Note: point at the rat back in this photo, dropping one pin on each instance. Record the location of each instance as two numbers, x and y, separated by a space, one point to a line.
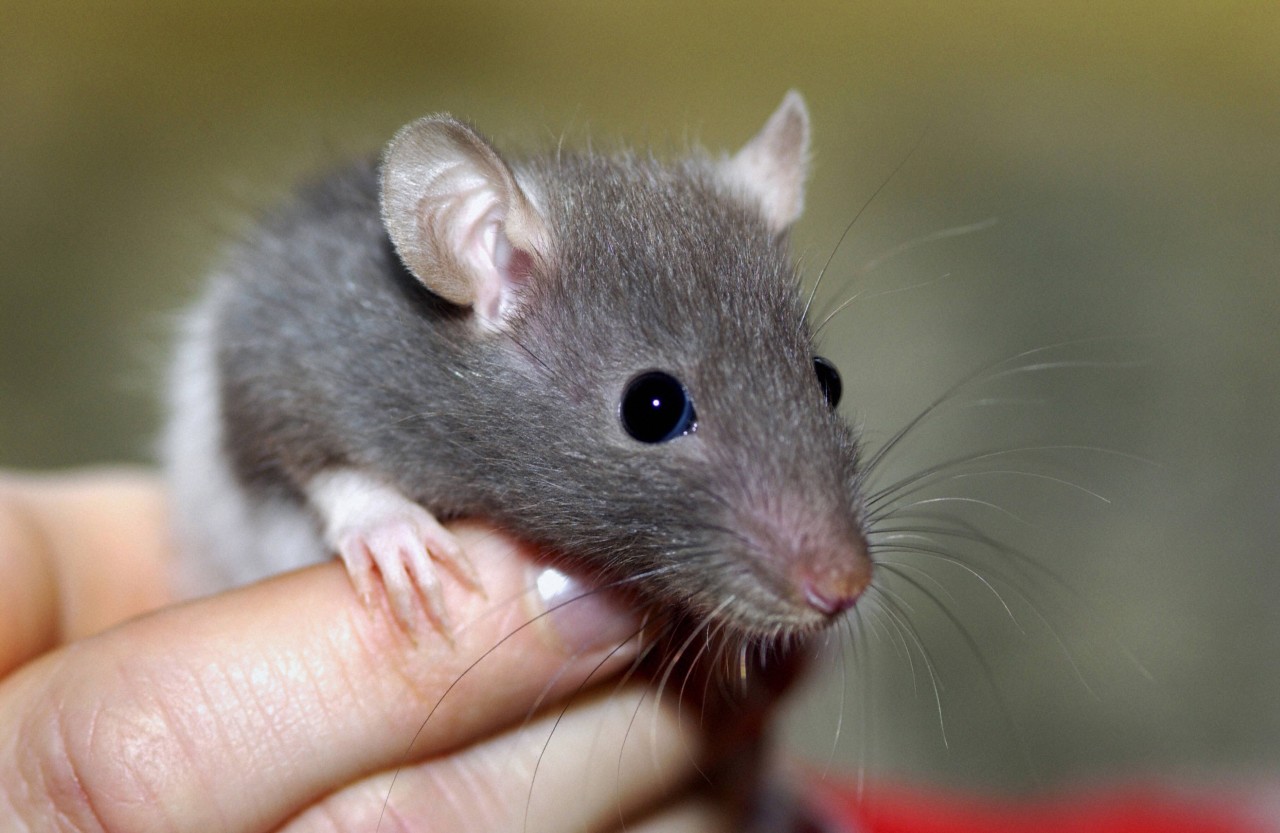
485 339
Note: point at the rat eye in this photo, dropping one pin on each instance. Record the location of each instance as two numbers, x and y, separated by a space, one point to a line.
828 379
656 408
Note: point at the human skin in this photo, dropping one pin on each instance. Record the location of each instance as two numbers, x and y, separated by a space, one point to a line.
291 705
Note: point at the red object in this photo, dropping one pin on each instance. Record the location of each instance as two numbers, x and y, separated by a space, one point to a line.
1121 810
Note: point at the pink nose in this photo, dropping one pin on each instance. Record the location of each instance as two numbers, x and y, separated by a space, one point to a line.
828 602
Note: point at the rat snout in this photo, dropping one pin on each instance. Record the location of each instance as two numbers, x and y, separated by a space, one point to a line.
832 582
819 562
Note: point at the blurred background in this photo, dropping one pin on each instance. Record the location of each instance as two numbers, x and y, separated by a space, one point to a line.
1095 182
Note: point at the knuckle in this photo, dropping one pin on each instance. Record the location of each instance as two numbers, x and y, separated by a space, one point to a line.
86 764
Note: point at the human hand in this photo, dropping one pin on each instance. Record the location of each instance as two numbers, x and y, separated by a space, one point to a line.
288 705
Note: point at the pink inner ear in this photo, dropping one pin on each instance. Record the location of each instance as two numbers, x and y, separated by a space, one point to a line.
497 268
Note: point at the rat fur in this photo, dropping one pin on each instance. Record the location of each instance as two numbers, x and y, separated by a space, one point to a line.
456 332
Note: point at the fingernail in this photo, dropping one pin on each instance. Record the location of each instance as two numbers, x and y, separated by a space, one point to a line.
577 617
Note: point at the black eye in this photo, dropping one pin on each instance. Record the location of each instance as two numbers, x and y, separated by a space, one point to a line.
828 379
656 408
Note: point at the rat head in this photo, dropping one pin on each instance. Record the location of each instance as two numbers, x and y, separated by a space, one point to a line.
675 426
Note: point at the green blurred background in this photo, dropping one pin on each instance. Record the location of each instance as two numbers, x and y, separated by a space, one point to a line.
1128 155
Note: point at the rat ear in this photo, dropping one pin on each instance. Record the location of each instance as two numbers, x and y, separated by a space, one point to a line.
457 218
773 165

→ **Task requirements**
Put every one of the records above into a Markdown table with the columns Row and Text, numbering each line and leaving out blank lines. Omit the pictures.

→ **Reply to the exercise**
| Row | Text |
|---|---|
| 1 | Note: point at the rat back in this photo, dropping one pin on each instance. Record the location of each instance as two numbers, x and y, separated by a space, one point to a line. |
| 2 | 485 339 |
| 3 | Note: point at the rat eye in this photo, dropping one pin on each instance. Record the location of each instance as two numbers, x and y, separated by a space, one point to a line. |
| 4 | 828 379 |
| 5 | 656 408 |
| 6 | Note: point at the human skin in this photo, dropping one pin on each instance. Record the location of each instance as two numbers, x and y, separated by a space, one point to a line. |
| 7 | 291 705 |
| 8 | Note: point at the red object in this photo, dropping one pin on each instance. Record the location of each instance as two numbers, x and y, separated by a space, one point to a line. |
| 9 | 1121 810 |
| 10 | Note: point at the pink nose in this photo, dropping one pin on each instance. Record the location of each instance as two numbers, x and y, separated by a space, one point to a line. |
| 11 | 828 602 |
| 12 | Note: point at the rat snout in this photo, dropping one pin on each instance. Record the location of each instance as two numbers, x and y, separated by a space, one point to a line. |
| 13 | 832 582 |
| 14 | 819 562 |
| 15 | Note: point at the blurred background in this photo, dropping one pin on each instance. Record the location of each instance as two numbers, x and y, separated by a space, one point to a line. |
| 16 | 1095 182 |
| 17 | Note: point at the knuckle in this photo, dropping one pin on each instance. Record the location of each instance as two numbers, x and y, separated by a space, one point to a line. |
| 18 | 86 764 |
| 19 | Note: point at the human hand in this photo, dropping one pin on each instance. Record the location of each instance as two numbers, x and y, separated by a space, one point to a line. |
| 20 | 288 705 |
| 21 | Note: point at the pink inner ear in this photo, dropping one pin on each instance. Record the location of each instance as two numbers, x and y, separated by a space, one point to a line. |
| 22 | 497 268 |
| 23 | Note: point at the rat fur in this photo, dropping one pin on each instance. Record the location of each instance as two numbers, x and y, separated by a space, one point to a line. |
| 24 | 456 332 |
| 25 | Note: point at the fingernail in this photo, dropping one pin on each instance. Record the location of each instance as two numbers, x and y, separated by a space, one point to a line. |
| 26 | 577 617 |
| 27 | Note: point at the black eye in this photo, dropping one pin on each instance. Record the location of each instance as two numbers, x and y, separated by a space, one point to a line. |
| 28 | 828 379 |
| 29 | 656 408 |
| 30 | Note: point at the rat head in this photo, dropping one pin on each instance. Record the location of each instance as two numbers, x and y, separated by a space, one point to a line. |
| 31 | 675 426 |
| 32 | Note: point at the green blurred background in this photo, dropping one pin on each instance. Record the location of each instance as two numbers, x and y, separated by a space, one point to a line. |
| 33 | 1128 155 |
| 34 | Note: point at the rat ear in this photo, dropping one pin on each instance. Record the location of each instance as two numbers, x and y, separated by a space, one point to a line. |
| 35 | 457 218 |
| 36 | 773 165 |